→ **Exercise details**
Please extract, with no changes, the lines between the one containing "As a warehouse robot's perception module, locate navy trousers" and the one containing "357, 272, 516, 290", inclusive.

→ **Excerpts of bounding box data**
================

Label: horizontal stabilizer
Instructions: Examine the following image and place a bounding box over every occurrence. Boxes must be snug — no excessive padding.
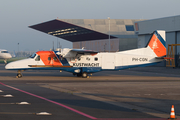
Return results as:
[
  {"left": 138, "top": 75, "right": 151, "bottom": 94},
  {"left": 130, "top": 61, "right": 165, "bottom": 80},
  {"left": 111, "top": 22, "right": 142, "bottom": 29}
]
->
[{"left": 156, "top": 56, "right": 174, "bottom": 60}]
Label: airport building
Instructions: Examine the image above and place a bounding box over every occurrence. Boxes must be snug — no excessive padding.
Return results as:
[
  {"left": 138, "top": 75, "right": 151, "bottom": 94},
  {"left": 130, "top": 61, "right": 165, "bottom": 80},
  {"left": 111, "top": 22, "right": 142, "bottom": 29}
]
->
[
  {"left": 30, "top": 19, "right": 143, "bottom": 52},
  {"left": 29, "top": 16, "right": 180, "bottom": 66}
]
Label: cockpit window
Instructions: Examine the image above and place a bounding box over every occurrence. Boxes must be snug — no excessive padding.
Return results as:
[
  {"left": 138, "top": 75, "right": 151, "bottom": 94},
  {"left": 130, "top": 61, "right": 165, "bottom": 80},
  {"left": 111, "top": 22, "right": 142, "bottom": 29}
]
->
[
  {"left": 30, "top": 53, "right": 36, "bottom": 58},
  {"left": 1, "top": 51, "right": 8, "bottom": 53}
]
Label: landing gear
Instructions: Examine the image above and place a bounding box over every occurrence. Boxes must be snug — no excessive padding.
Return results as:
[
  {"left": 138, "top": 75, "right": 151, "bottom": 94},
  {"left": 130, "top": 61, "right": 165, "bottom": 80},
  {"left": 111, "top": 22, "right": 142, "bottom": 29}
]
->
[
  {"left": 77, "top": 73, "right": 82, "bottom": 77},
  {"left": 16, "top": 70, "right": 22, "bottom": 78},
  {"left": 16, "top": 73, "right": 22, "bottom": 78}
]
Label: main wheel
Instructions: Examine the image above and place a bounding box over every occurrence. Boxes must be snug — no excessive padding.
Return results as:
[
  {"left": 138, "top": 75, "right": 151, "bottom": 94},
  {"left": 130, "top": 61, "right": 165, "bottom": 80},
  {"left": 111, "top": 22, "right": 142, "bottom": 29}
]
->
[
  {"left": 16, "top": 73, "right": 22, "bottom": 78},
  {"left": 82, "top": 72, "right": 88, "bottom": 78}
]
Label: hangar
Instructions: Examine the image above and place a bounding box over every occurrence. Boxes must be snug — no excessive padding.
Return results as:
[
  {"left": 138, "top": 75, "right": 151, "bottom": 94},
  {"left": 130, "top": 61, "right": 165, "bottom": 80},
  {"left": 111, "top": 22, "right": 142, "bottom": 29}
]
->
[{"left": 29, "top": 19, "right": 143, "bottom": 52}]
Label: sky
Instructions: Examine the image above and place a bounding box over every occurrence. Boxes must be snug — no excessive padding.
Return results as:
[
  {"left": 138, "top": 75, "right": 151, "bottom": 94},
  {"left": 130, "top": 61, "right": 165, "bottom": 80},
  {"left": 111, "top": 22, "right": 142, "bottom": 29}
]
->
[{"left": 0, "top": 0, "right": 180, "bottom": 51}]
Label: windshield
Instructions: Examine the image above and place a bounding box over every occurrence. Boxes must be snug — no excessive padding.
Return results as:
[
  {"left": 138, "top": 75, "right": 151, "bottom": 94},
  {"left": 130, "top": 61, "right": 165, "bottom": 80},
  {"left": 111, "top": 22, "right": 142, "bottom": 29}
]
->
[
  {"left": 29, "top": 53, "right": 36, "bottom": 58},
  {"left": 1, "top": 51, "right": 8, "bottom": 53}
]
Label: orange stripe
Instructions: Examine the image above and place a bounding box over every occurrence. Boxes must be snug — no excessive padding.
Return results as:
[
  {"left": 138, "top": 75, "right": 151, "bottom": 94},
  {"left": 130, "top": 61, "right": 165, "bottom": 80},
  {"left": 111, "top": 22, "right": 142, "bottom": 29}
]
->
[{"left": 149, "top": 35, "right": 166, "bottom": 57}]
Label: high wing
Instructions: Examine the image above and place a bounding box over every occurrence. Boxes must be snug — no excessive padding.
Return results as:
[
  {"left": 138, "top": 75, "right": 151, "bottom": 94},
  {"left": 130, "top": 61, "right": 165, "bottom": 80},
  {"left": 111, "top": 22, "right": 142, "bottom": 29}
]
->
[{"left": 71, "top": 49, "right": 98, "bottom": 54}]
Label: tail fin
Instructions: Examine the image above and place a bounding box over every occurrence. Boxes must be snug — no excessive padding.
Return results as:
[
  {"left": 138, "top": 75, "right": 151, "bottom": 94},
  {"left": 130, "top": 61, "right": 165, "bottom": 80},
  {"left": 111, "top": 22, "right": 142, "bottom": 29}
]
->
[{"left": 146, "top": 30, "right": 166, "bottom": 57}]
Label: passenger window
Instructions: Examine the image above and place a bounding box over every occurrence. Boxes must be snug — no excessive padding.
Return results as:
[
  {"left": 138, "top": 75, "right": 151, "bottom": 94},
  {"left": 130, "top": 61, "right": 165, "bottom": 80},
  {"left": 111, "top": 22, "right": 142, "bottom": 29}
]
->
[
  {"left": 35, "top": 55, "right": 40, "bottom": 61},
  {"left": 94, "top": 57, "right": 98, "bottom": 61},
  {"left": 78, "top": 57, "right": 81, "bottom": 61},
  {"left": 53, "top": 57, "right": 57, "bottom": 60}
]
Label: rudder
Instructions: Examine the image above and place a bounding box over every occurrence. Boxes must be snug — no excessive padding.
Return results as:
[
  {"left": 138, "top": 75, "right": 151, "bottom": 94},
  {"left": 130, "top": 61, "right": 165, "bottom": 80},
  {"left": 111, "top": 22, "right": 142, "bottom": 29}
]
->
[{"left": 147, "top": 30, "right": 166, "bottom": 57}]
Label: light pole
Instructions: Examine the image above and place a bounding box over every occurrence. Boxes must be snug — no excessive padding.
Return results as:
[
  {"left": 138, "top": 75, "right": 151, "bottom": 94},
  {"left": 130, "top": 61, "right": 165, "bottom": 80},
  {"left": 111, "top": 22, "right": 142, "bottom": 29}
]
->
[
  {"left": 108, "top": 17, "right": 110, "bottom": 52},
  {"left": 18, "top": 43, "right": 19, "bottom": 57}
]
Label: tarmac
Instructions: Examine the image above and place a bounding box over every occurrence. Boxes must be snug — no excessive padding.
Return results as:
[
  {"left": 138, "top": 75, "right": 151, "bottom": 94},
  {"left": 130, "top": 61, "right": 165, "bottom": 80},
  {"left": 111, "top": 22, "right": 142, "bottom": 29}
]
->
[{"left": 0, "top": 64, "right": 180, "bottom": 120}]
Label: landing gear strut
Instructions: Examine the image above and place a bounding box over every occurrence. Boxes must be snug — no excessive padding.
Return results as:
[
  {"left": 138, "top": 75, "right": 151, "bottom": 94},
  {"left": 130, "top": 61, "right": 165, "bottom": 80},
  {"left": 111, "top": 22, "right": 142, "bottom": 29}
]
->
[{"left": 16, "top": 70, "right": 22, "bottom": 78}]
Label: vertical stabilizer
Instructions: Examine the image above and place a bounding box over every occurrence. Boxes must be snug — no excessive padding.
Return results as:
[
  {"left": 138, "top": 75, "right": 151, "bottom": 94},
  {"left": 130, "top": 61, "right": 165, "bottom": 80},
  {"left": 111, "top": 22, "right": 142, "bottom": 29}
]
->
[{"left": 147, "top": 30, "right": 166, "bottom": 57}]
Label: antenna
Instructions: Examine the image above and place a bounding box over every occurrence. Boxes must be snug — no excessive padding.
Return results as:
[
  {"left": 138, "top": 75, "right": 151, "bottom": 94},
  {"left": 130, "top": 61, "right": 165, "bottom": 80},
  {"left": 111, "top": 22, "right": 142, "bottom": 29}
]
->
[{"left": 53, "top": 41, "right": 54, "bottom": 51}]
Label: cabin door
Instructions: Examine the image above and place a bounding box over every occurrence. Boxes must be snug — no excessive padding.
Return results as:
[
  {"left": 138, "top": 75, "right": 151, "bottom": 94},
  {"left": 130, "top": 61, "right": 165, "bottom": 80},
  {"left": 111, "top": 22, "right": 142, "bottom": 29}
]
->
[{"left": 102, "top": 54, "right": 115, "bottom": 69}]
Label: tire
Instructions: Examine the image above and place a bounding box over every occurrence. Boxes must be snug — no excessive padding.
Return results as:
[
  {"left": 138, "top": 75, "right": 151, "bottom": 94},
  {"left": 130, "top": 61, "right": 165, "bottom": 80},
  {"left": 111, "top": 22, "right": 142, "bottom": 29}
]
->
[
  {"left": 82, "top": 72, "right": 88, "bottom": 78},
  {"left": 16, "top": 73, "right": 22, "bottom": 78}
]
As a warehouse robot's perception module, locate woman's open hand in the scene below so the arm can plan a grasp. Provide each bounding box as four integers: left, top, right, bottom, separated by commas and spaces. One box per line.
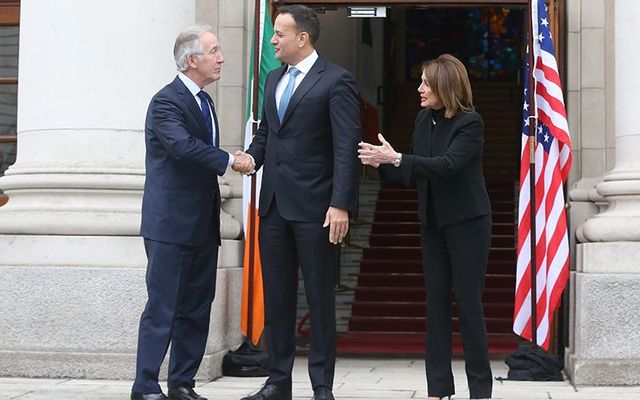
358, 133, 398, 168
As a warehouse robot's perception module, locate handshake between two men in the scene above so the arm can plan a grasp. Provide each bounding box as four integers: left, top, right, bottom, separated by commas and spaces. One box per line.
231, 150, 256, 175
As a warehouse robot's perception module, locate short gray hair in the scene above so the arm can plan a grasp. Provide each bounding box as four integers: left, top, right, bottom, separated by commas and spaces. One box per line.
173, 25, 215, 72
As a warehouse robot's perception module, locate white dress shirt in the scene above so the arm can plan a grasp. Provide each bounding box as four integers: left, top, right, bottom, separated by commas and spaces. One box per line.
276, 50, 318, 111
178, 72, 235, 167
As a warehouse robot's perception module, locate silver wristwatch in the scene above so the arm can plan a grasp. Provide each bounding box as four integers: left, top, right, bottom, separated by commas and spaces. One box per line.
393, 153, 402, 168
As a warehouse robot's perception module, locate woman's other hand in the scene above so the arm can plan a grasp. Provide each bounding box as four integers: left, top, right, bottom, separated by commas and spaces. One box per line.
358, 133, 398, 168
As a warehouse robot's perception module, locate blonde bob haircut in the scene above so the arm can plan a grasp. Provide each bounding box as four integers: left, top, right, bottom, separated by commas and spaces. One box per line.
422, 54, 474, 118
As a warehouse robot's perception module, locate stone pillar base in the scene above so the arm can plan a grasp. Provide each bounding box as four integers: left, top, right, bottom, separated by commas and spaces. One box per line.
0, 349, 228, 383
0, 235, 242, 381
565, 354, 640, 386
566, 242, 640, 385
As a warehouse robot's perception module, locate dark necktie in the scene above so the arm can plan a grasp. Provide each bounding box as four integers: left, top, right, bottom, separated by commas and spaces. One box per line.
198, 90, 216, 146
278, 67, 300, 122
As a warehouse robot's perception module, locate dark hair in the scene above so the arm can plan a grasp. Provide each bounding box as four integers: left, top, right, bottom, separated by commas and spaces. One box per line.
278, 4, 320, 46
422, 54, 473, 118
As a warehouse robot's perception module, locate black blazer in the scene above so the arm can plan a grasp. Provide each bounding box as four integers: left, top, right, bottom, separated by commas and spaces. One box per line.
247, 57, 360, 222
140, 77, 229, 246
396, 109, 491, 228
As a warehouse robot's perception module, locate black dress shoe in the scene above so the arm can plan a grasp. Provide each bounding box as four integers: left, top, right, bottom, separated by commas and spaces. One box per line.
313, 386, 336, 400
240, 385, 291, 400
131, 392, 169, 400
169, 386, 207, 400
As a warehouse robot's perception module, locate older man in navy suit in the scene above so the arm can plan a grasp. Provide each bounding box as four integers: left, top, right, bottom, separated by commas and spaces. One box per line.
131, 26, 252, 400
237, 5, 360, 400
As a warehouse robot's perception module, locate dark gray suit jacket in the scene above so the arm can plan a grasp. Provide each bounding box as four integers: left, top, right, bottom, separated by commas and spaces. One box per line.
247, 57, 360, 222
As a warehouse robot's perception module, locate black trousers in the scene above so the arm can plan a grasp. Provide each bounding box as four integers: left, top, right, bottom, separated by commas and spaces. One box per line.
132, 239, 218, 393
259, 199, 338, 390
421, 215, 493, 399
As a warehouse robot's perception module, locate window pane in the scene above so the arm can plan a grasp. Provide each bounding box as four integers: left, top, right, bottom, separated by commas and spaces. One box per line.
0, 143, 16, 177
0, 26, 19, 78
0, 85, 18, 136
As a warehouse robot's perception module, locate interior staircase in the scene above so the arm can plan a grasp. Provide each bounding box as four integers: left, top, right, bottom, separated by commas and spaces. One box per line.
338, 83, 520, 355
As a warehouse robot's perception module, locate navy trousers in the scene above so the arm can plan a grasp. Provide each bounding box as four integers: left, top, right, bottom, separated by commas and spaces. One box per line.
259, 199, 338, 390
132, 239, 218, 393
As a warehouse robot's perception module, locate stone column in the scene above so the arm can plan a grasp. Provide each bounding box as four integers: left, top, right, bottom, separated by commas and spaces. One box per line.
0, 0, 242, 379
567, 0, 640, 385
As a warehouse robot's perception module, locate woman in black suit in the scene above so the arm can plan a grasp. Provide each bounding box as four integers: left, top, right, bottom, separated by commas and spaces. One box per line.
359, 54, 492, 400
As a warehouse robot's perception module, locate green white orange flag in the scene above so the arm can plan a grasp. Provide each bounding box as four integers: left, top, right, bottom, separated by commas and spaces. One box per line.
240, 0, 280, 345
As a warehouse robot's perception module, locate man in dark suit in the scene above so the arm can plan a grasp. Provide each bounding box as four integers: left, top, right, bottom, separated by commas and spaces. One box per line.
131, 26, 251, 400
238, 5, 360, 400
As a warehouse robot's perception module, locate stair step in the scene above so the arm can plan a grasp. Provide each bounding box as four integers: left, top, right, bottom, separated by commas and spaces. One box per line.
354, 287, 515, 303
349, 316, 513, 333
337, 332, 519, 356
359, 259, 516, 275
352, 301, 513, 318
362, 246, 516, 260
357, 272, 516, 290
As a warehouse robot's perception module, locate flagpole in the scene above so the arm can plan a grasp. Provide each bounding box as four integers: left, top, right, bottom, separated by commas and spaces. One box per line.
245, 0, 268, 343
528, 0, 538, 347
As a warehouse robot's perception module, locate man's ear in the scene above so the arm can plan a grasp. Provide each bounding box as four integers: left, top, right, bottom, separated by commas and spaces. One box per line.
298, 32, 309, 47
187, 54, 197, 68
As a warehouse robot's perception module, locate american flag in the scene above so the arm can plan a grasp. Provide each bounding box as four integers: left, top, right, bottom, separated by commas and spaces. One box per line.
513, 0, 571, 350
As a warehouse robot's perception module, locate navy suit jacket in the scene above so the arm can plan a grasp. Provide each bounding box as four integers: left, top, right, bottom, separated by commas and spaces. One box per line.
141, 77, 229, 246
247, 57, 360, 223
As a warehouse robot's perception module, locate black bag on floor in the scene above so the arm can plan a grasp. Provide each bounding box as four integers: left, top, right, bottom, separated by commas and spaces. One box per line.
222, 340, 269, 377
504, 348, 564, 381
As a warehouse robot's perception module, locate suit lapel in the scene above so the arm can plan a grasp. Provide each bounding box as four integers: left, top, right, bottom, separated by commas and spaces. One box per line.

================

→ **Written solution**
As a warehouse robot's perception module, locate navy trousers in the scene above so the arm can plan a grasp. Provide each bounding box as four integers: left, top, right, bottom, separated by commas and spaces. One box per line.
259, 199, 338, 390
132, 239, 218, 393
As a warehouse robot's perception module, locate stone column in the scene above so the arm can plan a grasp. Provide each bounding box as four integers: left, top, right, bottom, separated by commas and spaces. One box per line.
0, 0, 242, 379
567, 0, 640, 385
As a warehouse robot's perception module, locate woman in black suit in the scene above so the arm can plan a grasp. Provide each bounding box as four integers: left, top, right, bottom, separated by commas and spaces. One box per line.
359, 54, 492, 400
As a warehouse robot's perception module, locate green white orange flag in the scene above so the arm can plan a grasp. Provide each bounding box as four integers: left, top, right, bottom, separated by commas and spaces. One box per line.
240, 0, 280, 345
As a warehouse robot's perception module, locate man in dark suit in the scene above so the arm can plan a grasp. Provide each bounding box as four integers: left, top, right, bottom, separated by commas and spaces. One box per line.
131, 26, 251, 400
238, 5, 360, 400
As a warehouse robot's perception module, locate stair step in the scene above so the arm can plan a grasp. Provide each bounding box as four integers: left, top, right, bottom, separated by commas and spaces. One box per line.
354, 287, 515, 303
349, 316, 513, 333
337, 332, 519, 356
359, 259, 516, 275
352, 301, 513, 318
362, 246, 516, 260
357, 272, 516, 290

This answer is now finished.